### THE TASK
Lay out every line of the data below as a numbered list, leaving out any blank lines. Keep the pictures out of your answer.

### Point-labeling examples
##########

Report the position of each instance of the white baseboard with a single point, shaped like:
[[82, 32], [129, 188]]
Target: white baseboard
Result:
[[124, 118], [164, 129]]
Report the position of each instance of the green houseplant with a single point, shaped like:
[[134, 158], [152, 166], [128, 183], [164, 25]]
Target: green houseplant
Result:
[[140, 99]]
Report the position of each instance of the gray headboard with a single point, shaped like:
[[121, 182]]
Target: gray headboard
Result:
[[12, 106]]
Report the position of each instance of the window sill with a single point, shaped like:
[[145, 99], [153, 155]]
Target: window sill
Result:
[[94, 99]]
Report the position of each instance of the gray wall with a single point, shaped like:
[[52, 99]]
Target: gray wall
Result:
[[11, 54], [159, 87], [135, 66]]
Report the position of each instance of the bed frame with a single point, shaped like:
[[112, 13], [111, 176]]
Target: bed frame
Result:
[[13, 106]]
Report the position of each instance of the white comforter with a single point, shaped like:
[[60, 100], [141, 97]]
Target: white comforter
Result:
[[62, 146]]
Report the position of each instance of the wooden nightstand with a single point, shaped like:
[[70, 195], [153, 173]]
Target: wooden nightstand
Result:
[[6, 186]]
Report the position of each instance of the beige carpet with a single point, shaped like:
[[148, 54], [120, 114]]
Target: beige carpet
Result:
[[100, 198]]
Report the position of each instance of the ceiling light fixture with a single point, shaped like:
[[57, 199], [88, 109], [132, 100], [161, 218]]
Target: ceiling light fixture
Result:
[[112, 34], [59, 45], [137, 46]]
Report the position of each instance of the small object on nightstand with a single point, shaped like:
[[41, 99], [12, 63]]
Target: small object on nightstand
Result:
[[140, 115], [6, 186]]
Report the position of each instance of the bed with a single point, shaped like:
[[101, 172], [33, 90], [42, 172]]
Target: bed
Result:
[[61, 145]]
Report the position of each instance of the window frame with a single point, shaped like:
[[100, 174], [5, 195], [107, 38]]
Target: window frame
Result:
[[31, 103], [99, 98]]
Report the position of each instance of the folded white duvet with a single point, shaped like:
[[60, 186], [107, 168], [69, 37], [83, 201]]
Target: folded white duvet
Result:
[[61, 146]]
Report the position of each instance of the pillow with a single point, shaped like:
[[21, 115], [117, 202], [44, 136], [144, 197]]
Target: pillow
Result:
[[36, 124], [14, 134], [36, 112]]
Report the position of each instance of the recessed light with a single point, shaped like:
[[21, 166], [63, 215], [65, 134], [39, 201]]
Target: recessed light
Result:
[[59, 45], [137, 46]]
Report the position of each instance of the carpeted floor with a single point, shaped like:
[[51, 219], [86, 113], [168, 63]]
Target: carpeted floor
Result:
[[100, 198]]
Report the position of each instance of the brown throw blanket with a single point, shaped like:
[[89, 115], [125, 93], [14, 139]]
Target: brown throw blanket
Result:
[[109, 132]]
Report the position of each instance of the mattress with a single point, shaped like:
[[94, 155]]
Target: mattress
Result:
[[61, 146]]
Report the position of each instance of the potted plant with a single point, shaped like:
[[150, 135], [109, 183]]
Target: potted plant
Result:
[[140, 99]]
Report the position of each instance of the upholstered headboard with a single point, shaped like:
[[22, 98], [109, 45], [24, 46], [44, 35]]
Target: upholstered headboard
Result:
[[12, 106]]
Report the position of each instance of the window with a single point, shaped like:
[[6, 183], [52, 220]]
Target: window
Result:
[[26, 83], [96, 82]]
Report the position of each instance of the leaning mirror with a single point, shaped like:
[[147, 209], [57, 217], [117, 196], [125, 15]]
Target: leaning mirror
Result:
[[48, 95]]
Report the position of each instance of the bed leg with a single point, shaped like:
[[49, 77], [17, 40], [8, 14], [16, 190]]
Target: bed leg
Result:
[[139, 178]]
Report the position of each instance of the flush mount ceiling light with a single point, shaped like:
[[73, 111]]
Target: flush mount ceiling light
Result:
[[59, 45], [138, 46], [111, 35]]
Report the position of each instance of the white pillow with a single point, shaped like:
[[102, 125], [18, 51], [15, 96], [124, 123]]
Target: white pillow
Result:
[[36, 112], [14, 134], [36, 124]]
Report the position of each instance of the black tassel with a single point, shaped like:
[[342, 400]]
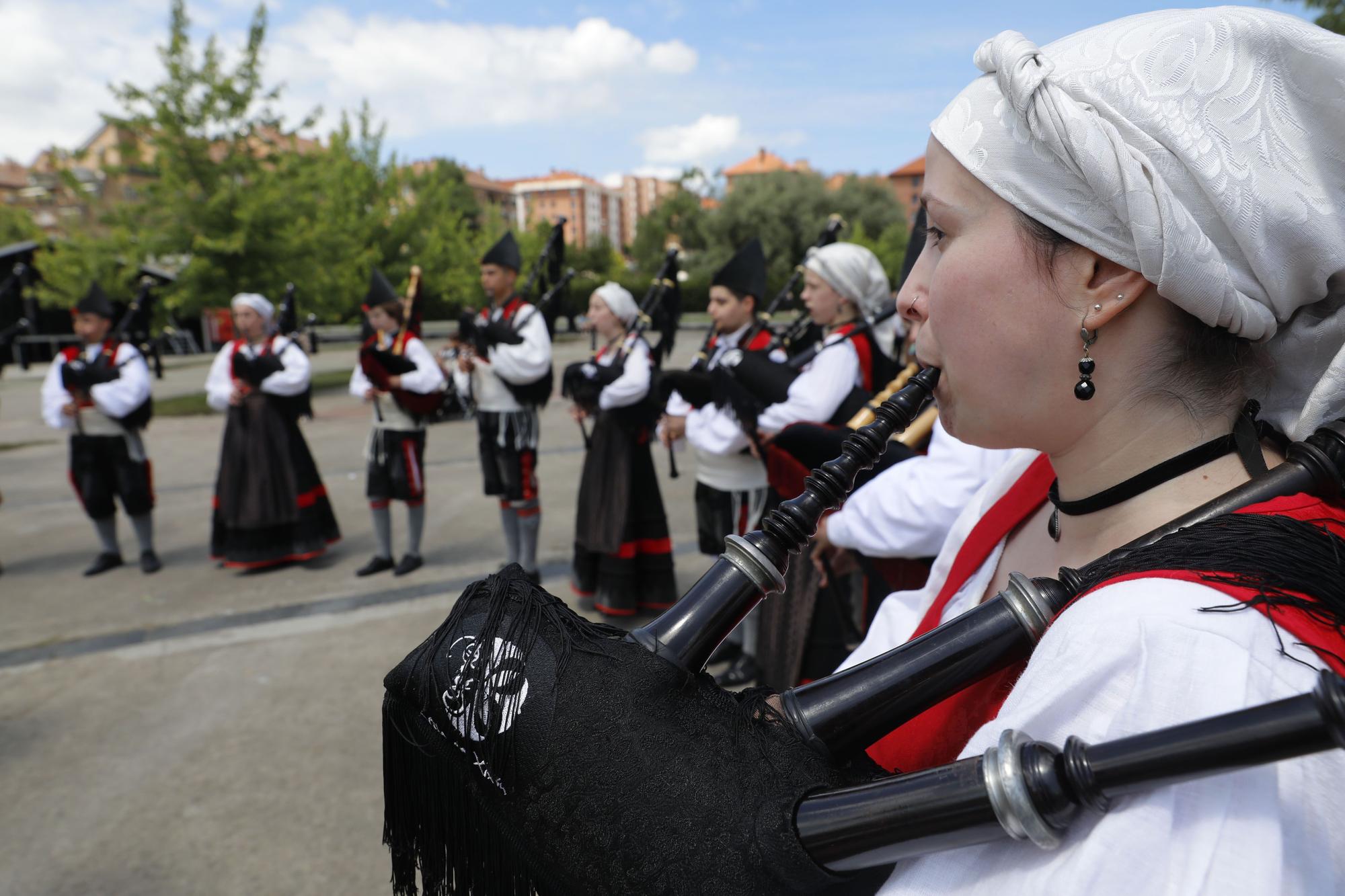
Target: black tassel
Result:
[[1291, 563], [435, 821]]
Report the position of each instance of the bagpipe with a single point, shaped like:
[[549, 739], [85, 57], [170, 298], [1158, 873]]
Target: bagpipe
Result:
[[381, 365], [583, 381], [750, 381], [79, 376], [477, 338], [695, 384], [528, 749]]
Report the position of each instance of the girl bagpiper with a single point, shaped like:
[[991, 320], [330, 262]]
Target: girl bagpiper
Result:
[[396, 450], [623, 556], [271, 505]]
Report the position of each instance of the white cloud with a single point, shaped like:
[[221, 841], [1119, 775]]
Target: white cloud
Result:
[[422, 76], [662, 173], [59, 61], [673, 57], [699, 142]]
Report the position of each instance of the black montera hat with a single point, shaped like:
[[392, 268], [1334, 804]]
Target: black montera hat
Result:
[[505, 253], [380, 291], [96, 303], [744, 272]]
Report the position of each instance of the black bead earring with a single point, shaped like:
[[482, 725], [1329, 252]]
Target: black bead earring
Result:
[[1085, 389]]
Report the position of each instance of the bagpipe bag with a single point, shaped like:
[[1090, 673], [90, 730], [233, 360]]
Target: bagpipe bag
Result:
[[528, 749]]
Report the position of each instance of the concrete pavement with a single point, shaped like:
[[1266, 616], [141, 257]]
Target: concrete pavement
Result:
[[205, 731]]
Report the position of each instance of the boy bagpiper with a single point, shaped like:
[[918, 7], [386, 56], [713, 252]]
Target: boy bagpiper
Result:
[[100, 391], [508, 377], [396, 450]]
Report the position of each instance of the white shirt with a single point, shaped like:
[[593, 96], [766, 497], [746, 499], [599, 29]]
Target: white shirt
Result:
[[907, 510], [111, 400], [1132, 658], [291, 381], [428, 377], [820, 388], [722, 458], [634, 382], [520, 365]]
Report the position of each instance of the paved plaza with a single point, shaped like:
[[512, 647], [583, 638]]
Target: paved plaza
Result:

##########

### OUTPUT FOR THIS EXERCISE
1. Report the position of each instance of the white baseboard with a single point, shaped like:
2. [[82, 32], [129, 188]]
3. Target: white baseboard
4. Result:
5. [[124, 118], [164, 129]]
6. Report the position of each instance of the green houseplant with a single point, shaped like:
7. [[134, 158], [152, 166], [128, 183], [164, 25]]
8. Target: green houseplant
9. Result:
10. [[140, 99]]
11. Report the position of each instance of the gray headboard with a single point, shaped like:
12. [[121, 182]]
13. Target: gray headboard
14. Result:
15. [[12, 106]]
16. Report the position of each instance of the window sill with a single point, shaped like:
17. [[145, 99], [153, 155]]
18. Target: window sill
19. Result:
20. [[94, 99]]
21. Report the position of each instance of the gray wall with a single point, shaped like:
22. [[52, 99]]
23. Target: gray wall
24. Result:
25. [[11, 54], [159, 87], [135, 66]]
26. Report the position of each instance of the bed frame with a single point, shaped like:
27. [[112, 13], [111, 176]]
28. Target: bed frame
29. Result:
30. [[13, 106]]
31. Report the position of each instance of the white comforter with a single point, shaped like:
32. [[60, 100], [141, 97]]
33. Target: white comforter
34. Result:
35. [[62, 146]]
36. Report the position of each instance of the wooden nightstand with a single point, shaped like:
37. [[70, 195], [153, 173]]
38. Target: wooden nightstand
39. Result:
40. [[6, 186]]
41. Report the position of each instance of the beige carpet with a single point, shaped like:
42. [[148, 54], [120, 114]]
43. Target: beige carpet
44. Result:
45. [[100, 198]]
46. Report the position of each instance of the ceiling light fixture with a single point, shaped like:
47. [[57, 199], [88, 109], [132, 100], [161, 218]]
48. Target: ceiling light fixture
49. Result:
50. [[112, 34], [59, 45], [137, 46]]
51. Report the position of each instance of the small object on nightstand with a single point, shaped like:
52. [[41, 99], [12, 63]]
53. Target: small object on nightstand
54. Result:
55. [[140, 115], [6, 186]]
56. Report the position of each instance of the bed with a single point, shaped like:
57. [[101, 172], [33, 90], [42, 172]]
58. Target: bed
59. Result:
60. [[61, 145]]
61. Report the position of each instance of the window frame with a single point, shaped like:
62. [[100, 174], [5, 195], [107, 38]]
63. Target: window frame
64. Result:
65. [[31, 103], [99, 98]]
66. Report the position of each instance of the folded white duvet with a single point, shaped like:
67. [[60, 186], [107, 168], [69, 37], [83, 201]]
68. Target: folded white duvet
69. Result:
70. [[61, 146]]
71. Report the position of each instance of the pillow with a single point, shaped like:
72. [[21, 115], [117, 202], [44, 136], [144, 197]]
73. Target: pillow
74. Result:
75. [[36, 124], [14, 134], [36, 112]]
76. Report the position of each instance of the recessed light with a single point, shaped like:
77. [[21, 166], [63, 215], [65, 134], [39, 201]]
78. Target: recessed light
79. Result:
80. [[59, 45], [137, 46]]
81. Report the position of each instance of the carpeted floor with a single point, shaped like:
82. [[51, 219], [86, 113], [168, 63]]
83. Target: carpeted floor
84. Result:
85. [[100, 198]]
86. Report the position of each instance of the brown throw blanket with a single point, shaped like:
87. [[89, 115], [125, 93], [14, 139]]
88. Target: brown throw blanket
89. Result:
90. [[109, 132]]
91. Report the position of each instance of the mattress with a single point, shaped like:
92. [[94, 155]]
93. Target: mattress
94. Result:
95. [[61, 146]]
96. Report the position of each instance of the potted plant with a single point, shaped like:
97. [[150, 135], [109, 183]]
98. Target: potted plant
99. Result:
100. [[140, 99]]
101. Report the position of each instance of the upholstered headboard with a single point, shaped like:
102. [[22, 98], [109, 45], [24, 46], [44, 35]]
103. Target: upholstered headboard
104. Result:
105. [[12, 106]]
106. Report the position of each instance of the window with a single point, shaped like:
107. [[6, 183], [52, 220]]
108. Target: window
109. Result:
110. [[26, 83], [96, 82]]
111. Report the position of each instance of the leaning mirror with a single point, shaped like:
112. [[147, 209], [57, 217], [117, 196], [125, 15]]
113. Target: leaning mirror
114. Result:
115. [[48, 95]]
116. Report the position of each instance of the bed leg with a single point, shaped like:
117. [[49, 77], [17, 40], [8, 14], [16, 190]]
118. Target: bed leg
119. Result:
120. [[139, 178]]
121. Report the position of each instance of the flush mount ceiling light with a single point, shaped like:
122. [[73, 111]]
123. Target: flush mount ceiling light
124. Result:
125. [[59, 45], [138, 46], [111, 35]]
126. Report the position of each instance of the white pillow with a single point, shaped like:
127. [[102, 125], [18, 51], [15, 96], [124, 123]]
128. Target: white pillow
129. Result:
130. [[36, 112], [14, 134], [36, 124]]
131. Report the position of each instance of the black tassel with a single point, shaped like:
132. [[342, 400]]
133. Target: black tassel
134. Result:
135. [[1291, 563], [435, 821]]
136. Report the position of each instance of the bagpipe with a single point, shaped like:
137. [[549, 739], [85, 57], [170, 298], [1158, 873]]
138. Target: bagpipe
139. Result:
140. [[381, 365], [583, 381], [750, 381], [79, 376], [477, 338], [695, 384], [528, 749]]
141. Report the position of each instance of the girl bagpiper with a single point, shaped like:
142. [[991, 320], [330, 262]]
143. Target: girl bagpiper
144. Result:
145. [[396, 450], [623, 556], [271, 505]]
146. Report the position of each instance of the white cloud with a single point, shaped like:
147. [[221, 841], [1119, 775]]
148. Target: white cloud
149. Result:
150. [[422, 76], [662, 173], [59, 61], [673, 57], [699, 142]]
151. Report the position of each instance of the black montera hat with a single point, shaped like:
152. [[392, 268], [1334, 804]]
153. Target: black montera hat
154. Result:
155. [[505, 253], [380, 291], [96, 303], [744, 272]]
156. Report the position of each instance of the black bead earring with a single point, shaped like:
157. [[482, 725], [1329, 252]]
158. Target: black bead earring
159. Result:
160. [[1085, 389]]
161. Report the position of each instance of the bagpipe bag with a single point, shaped like:
162. [[1090, 673], [90, 730], [233, 360]]
163. Target: bagpipe bag
164. Result:
165. [[528, 749]]
166. Report the position of each instance of the concrete pavement with a single point, shaped like:
167. [[1266, 616], [141, 257]]
168. Target: concrete pavement
169. Result:
170. [[205, 731]]
171. Report the position of each instance of the boy bagpiper with a single point, shaped like:
172. [[918, 7], [386, 56], [713, 252]]
173. Target: boy bagpiper
174. Result:
175. [[100, 391], [508, 377], [396, 450]]
176. Report the position of each instance of the white shirt with a single point, shaped like:
177. [[593, 96], [766, 497], [746, 499], [599, 29]]
178. Target: white shirt
179. Result:
180. [[907, 510], [111, 400], [1132, 658], [291, 381], [428, 377], [820, 388], [722, 458], [634, 382], [520, 365]]
181. Report the position of each instance of the paved plaza with a single point, shaped like:
182. [[512, 647], [583, 638]]
183. Target: paved plaza
184. Result:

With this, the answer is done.